TEXT SEGMENT.

----------------

Basic combinatorics question 
*

*In a tennis tournament there are $2n$ participants. In the first round of the tournament,
each player plays exactly once, so there are $n$ games. Show that the pairings for the first
round can be arranged in exactly $(2n -1)!/2n^{n-1}(n-1)!$ ways.
I wondering if anyone could come up sith an elegant way, rather than a complicated argument with a lot of manipulation.
I'm 15, so I would appreciate if anyone could help me. Thanks.

 A: Answer:
The first pair could be chosen in ${2n\choose2}$.  Having chosen the first pair, the second pair could be chosen in ${2n-2\choose2}$.  Keeps going until you chose ${2\choose2}$ for the nth pair.  Thus the number of ways you could have pairings is ${2n\choose2}.{2n-2\choose2}.\cdots{2\choose2}$.  This you divide by n! ways to get the total number of ways 2n players could be chosen to play n games to eliminate ordering. Thus the answer after you breakdown each is
$$\dfrac{(2n)!}{2^n. n!}$$
This you could further complicate (just joking) to your answer by splitting the factorials such as below:
$$ \dfrac {2n.(2n-1)!}{2.2^{n-1}.n.(n-1)!}$$ giving your answer
$$ \dfrac {(2n-1)!}{2^{n-1}(n-1)!}$$
A: Denote with $P(n)$ the number of pairing you are looking for.

----------------

REQUIRED TASKS.
1 - Reproduce the tennis pairing discussion word for word, everything from "Basic combinatorics question" down to "lot of manipulation.".
2 - Summarize the tennis pairing discussion in two sentences.
The pointing listing after this is separate material, unrelated to the tennis pairing discussion.

Pointing records.
----------------

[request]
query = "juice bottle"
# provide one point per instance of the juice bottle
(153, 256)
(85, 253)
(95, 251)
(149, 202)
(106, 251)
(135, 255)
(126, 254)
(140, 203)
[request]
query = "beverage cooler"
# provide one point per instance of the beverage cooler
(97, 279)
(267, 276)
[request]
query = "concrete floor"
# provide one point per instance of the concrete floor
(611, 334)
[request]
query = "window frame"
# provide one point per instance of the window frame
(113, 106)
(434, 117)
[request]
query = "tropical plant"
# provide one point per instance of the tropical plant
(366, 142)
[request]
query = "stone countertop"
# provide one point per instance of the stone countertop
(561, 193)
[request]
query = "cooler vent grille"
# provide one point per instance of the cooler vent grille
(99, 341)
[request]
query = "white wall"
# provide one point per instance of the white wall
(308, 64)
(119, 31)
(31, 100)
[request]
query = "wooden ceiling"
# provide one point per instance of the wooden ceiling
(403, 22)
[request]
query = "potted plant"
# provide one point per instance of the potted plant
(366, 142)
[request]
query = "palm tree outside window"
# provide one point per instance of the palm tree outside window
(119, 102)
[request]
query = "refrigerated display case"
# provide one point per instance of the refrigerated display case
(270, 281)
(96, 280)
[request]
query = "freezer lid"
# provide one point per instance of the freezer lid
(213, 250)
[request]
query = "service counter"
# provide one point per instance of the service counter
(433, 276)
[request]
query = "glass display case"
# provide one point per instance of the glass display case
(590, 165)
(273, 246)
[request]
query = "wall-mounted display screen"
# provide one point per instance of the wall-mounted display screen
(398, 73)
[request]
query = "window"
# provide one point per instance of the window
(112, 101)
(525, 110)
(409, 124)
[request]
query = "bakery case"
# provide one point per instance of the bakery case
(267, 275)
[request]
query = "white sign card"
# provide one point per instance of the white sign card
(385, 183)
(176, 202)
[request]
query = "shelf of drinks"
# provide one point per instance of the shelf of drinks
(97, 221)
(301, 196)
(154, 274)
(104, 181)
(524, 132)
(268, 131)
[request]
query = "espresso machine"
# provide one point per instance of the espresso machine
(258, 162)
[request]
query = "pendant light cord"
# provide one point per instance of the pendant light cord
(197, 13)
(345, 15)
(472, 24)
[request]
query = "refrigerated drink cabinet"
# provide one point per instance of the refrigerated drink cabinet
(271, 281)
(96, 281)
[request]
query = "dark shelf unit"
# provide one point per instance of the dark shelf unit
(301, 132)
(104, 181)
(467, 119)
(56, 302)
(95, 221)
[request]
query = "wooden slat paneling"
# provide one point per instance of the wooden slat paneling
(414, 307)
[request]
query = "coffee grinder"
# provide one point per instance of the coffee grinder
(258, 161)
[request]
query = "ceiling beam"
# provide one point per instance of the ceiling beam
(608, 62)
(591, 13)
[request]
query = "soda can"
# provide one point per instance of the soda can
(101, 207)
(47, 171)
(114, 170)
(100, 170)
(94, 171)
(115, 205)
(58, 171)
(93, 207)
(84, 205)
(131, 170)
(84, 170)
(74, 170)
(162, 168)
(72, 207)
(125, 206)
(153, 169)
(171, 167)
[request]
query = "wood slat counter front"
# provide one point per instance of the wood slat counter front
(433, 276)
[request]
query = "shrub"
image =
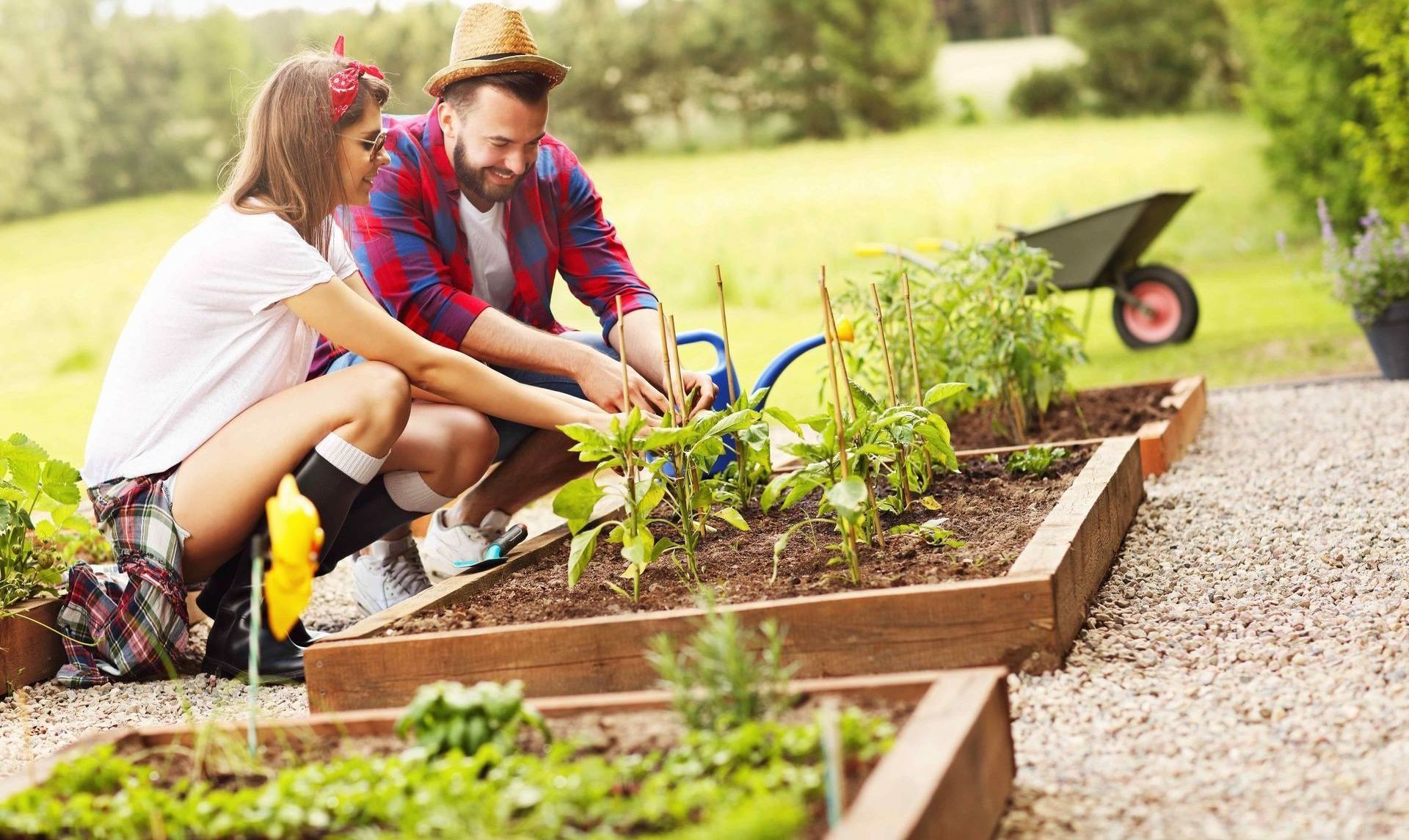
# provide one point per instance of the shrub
(1047, 92)
(1150, 55)
(1380, 32)
(1301, 61)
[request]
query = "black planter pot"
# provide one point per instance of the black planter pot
(1390, 340)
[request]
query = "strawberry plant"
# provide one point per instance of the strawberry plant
(989, 318)
(38, 520)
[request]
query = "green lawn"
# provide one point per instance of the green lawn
(771, 217)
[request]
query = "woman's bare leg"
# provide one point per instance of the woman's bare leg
(223, 485)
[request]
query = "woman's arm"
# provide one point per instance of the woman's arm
(350, 321)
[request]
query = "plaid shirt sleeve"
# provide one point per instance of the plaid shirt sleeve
(594, 261)
(396, 250)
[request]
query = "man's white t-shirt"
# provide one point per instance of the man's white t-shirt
(208, 339)
(487, 234)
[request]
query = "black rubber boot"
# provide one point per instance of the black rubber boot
(227, 650)
(374, 515)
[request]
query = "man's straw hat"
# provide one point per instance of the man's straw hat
(491, 38)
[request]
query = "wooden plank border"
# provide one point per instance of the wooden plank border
(32, 649)
(949, 774)
(1162, 442)
(1024, 619)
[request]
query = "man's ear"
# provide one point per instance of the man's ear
(445, 116)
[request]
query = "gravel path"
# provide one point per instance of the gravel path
(1246, 668)
(1245, 674)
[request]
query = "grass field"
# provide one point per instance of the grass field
(771, 217)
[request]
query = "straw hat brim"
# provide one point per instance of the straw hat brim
(511, 64)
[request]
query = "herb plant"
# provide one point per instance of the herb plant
(989, 318)
(1035, 460)
(718, 681)
(34, 549)
(450, 716)
(1370, 274)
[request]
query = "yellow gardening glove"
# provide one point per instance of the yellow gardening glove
(295, 540)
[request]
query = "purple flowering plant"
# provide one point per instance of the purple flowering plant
(1373, 271)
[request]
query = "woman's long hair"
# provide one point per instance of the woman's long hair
(288, 162)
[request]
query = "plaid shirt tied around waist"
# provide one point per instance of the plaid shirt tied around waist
(413, 255)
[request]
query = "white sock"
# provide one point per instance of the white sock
(410, 492)
(352, 461)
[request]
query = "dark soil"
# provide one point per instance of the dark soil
(1092, 413)
(992, 512)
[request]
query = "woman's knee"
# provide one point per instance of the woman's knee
(381, 401)
(470, 442)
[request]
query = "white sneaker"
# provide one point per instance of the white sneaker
(467, 543)
(387, 574)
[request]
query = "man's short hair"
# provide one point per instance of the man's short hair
(526, 87)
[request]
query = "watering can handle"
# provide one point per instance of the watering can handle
(718, 371)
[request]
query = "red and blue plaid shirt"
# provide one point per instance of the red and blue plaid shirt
(415, 260)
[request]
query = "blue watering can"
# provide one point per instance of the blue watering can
(721, 375)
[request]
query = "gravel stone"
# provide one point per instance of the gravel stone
(1243, 673)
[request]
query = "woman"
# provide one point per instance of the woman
(206, 405)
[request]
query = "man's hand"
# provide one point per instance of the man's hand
(600, 381)
(701, 382)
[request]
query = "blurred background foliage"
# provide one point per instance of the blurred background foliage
(767, 136)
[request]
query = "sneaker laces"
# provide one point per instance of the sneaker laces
(402, 566)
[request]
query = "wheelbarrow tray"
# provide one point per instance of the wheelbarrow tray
(1098, 247)
(1026, 618)
(949, 773)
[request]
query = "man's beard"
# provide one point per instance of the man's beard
(476, 180)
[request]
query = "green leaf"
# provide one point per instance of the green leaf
(575, 502)
(785, 417)
(733, 518)
(663, 439)
(944, 391)
(20, 448)
(848, 495)
(583, 546)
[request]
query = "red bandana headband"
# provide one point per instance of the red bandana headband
(343, 85)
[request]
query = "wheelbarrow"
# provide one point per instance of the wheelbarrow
(1153, 304)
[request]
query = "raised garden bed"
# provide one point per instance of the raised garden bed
(1023, 616)
(1164, 414)
(949, 773)
(30, 647)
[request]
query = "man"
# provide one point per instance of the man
(468, 224)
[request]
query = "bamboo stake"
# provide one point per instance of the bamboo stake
(830, 339)
(851, 398)
(915, 368)
(885, 348)
(831, 324)
(666, 365)
(889, 378)
(740, 457)
(626, 395)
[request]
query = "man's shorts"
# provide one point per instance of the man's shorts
(511, 434)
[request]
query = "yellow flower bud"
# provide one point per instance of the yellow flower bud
(295, 540)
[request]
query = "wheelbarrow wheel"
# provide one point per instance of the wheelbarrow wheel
(1173, 307)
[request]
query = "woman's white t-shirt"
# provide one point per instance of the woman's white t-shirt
(208, 339)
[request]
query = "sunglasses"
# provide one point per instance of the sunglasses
(375, 144)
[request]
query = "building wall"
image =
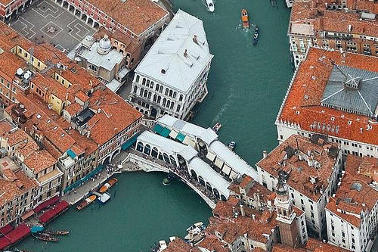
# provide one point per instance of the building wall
(285, 130)
(314, 211)
(147, 93)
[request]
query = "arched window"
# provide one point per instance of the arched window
(154, 152)
(147, 149)
(173, 161)
(166, 158)
(140, 146)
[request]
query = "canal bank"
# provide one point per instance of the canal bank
(246, 87)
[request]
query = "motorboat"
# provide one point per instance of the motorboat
(232, 145)
(45, 237)
(210, 5)
(217, 127)
(86, 202)
(162, 245)
(107, 185)
(245, 18)
(58, 232)
(256, 35)
(104, 198)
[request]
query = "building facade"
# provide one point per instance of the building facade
(172, 77)
(349, 26)
(311, 168)
(333, 94)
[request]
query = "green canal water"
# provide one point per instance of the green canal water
(246, 86)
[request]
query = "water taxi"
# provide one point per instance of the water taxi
(256, 35)
(232, 145)
(104, 198)
(210, 5)
(86, 202)
(108, 184)
(45, 237)
(217, 127)
(245, 18)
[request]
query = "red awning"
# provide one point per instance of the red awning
(46, 204)
(27, 215)
(49, 215)
(6, 229)
(4, 242)
(18, 233)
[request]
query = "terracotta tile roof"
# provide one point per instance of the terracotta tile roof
(367, 166)
(302, 104)
(212, 243)
(353, 197)
(39, 161)
(314, 12)
(105, 124)
(10, 189)
(299, 157)
(136, 15)
(314, 245)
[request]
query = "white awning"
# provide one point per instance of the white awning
(219, 163)
(173, 134)
(226, 169)
(210, 156)
(189, 141)
(233, 175)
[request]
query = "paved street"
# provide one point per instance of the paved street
(45, 21)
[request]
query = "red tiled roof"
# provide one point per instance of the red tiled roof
(302, 104)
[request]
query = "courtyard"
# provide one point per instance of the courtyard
(46, 22)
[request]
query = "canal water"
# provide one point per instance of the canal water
(246, 86)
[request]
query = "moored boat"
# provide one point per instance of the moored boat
(232, 145)
(107, 185)
(104, 198)
(58, 232)
(86, 202)
(256, 35)
(245, 18)
(217, 127)
(45, 237)
(210, 5)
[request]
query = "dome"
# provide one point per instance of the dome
(104, 45)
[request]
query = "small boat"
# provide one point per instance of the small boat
(58, 232)
(107, 185)
(245, 18)
(217, 127)
(104, 198)
(256, 35)
(45, 237)
(162, 245)
(86, 202)
(232, 145)
(210, 5)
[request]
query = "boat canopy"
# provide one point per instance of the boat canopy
(203, 170)
(46, 204)
(188, 129)
(180, 137)
(50, 214)
(238, 165)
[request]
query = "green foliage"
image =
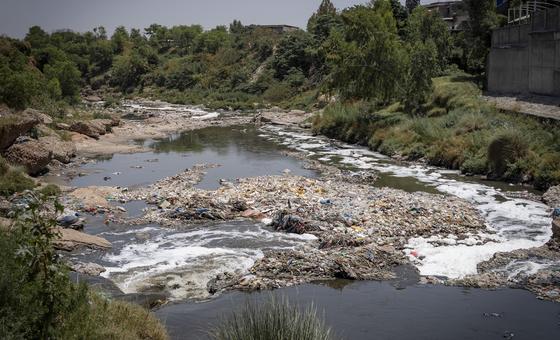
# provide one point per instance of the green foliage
(323, 21)
(478, 34)
(68, 78)
(4, 166)
(37, 298)
(13, 180)
(50, 190)
(127, 71)
(505, 149)
(468, 135)
(418, 81)
(366, 56)
(273, 320)
(425, 26)
(293, 53)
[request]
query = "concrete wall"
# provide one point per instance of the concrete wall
(526, 58)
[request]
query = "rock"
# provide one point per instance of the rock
(13, 126)
(72, 239)
(33, 155)
(283, 220)
(164, 205)
(146, 300)
(93, 197)
(93, 98)
(5, 207)
(63, 126)
(61, 151)
(92, 269)
(5, 224)
(98, 283)
(254, 214)
(556, 230)
(297, 112)
(93, 128)
(552, 197)
(41, 117)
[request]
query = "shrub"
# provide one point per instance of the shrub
(15, 180)
(4, 167)
(504, 149)
(50, 190)
(37, 298)
(273, 320)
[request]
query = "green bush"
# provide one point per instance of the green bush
(4, 166)
(274, 319)
(15, 180)
(37, 298)
(50, 190)
(504, 149)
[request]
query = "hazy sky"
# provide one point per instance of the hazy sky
(16, 16)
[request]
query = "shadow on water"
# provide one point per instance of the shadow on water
(239, 150)
(377, 310)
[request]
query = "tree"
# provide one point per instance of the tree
(478, 33)
(37, 38)
(424, 26)
(119, 39)
(68, 76)
(127, 71)
(421, 70)
(323, 21)
(400, 14)
(366, 56)
(293, 53)
(411, 5)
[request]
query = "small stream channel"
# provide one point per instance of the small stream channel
(356, 310)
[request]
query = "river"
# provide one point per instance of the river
(356, 310)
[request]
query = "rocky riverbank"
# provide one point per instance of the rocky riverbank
(354, 230)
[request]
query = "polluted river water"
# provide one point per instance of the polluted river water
(361, 310)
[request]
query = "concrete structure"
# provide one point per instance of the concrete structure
(526, 58)
(452, 12)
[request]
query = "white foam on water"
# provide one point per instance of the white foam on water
(517, 223)
(203, 115)
(184, 262)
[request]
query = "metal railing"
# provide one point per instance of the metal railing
(521, 14)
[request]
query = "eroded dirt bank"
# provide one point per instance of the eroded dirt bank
(351, 229)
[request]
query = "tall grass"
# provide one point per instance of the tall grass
(275, 319)
(460, 131)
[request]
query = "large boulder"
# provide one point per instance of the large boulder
(552, 197)
(12, 126)
(40, 116)
(61, 151)
(72, 239)
(31, 154)
(92, 128)
(556, 230)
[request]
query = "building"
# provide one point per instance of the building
(452, 12)
(525, 56)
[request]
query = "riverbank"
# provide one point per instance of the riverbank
(348, 228)
(459, 130)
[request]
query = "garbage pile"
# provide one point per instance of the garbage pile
(361, 230)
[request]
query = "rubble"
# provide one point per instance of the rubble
(361, 230)
(552, 197)
(71, 239)
(33, 155)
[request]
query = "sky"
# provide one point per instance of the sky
(16, 16)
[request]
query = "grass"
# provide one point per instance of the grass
(120, 320)
(275, 319)
(13, 180)
(459, 131)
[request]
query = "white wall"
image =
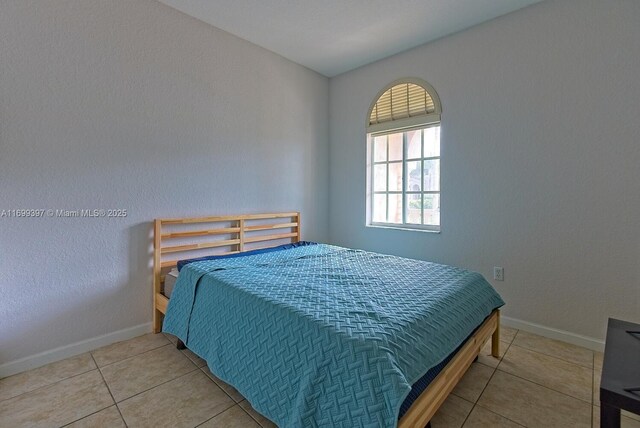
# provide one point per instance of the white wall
(133, 105)
(540, 159)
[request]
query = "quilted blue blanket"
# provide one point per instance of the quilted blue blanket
(323, 336)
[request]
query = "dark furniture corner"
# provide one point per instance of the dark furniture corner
(620, 383)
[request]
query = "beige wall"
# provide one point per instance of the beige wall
(133, 105)
(540, 159)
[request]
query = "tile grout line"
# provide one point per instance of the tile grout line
(110, 393)
(225, 410)
(475, 403)
(536, 383)
(155, 386)
(78, 374)
(216, 383)
(553, 356)
(129, 357)
(251, 416)
(232, 399)
(547, 387)
(47, 385)
(86, 416)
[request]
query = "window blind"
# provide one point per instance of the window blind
(405, 100)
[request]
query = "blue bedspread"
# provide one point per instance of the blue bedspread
(325, 336)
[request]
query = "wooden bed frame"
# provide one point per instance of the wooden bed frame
(190, 237)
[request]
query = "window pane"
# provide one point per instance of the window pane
(432, 142)
(380, 208)
(380, 149)
(414, 208)
(395, 208)
(395, 176)
(414, 174)
(414, 144)
(395, 146)
(431, 175)
(432, 209)
(380, 178)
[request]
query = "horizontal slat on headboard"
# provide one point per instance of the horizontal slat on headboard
(188, 237)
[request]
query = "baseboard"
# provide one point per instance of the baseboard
(553, 333)
(57, 354)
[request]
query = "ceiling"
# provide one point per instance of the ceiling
(334, 36)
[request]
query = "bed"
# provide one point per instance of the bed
(312, 334)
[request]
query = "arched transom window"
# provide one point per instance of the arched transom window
(403, 157)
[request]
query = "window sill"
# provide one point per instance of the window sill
(404, 228)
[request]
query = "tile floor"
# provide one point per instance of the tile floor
(146, 381)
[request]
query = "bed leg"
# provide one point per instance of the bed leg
(495, 338)
(157, 321)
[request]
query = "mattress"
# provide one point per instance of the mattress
(323, 335)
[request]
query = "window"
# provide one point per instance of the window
(403, 157)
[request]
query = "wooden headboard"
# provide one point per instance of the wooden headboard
(182, 238)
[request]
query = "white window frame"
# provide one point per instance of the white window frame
(392, 127)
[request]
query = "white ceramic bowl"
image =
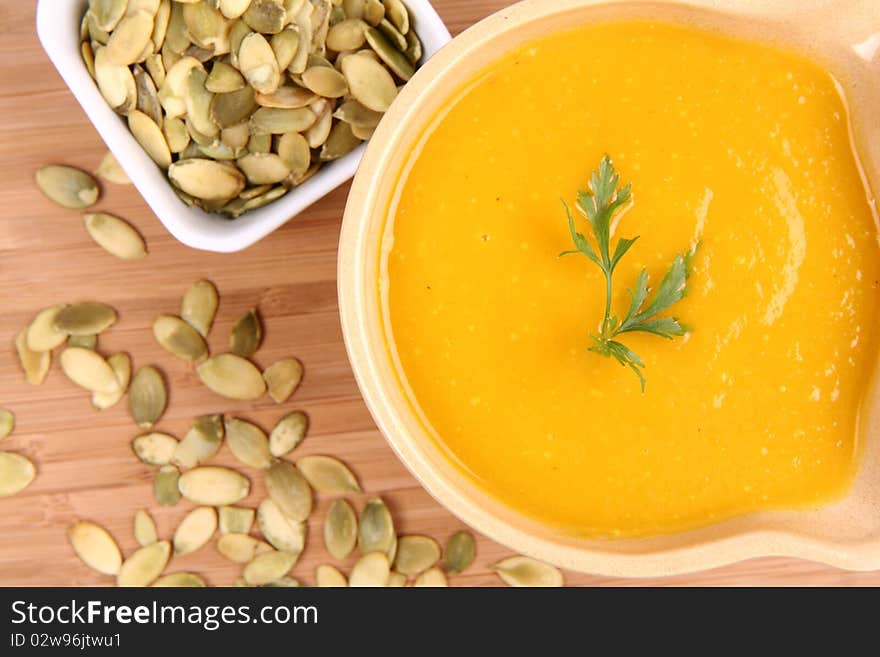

----------------

SOLUTIONS PER TASK.
1 -
Basic combinatorics question 
*

*In a tennis tournament there are $2n$ participants. In the first round of the tournament,
each player plays exactly once, so there are $n$ games. Show that the pairings for the first
round can be arranged in exactly $(2n -1)!/2n^{n-1}(n-1)!$ ways.
I wondering if anyone could come up sith an elegant way, rather than a complicated argument with a lot of manipulation.

2 - A 15-year-old asks for an elegant way to show how many ways the 2n players in a tennis tournament can be paired for the n games of the first round. An answer chooses the pairs one after another, multiplies the resulting binomial coefficients, and divides by n! to remove the ordering, which gives (2n)!/(2^n·n!), rewritten as (2n−1)!/(2^(n−1)·(n−1)!).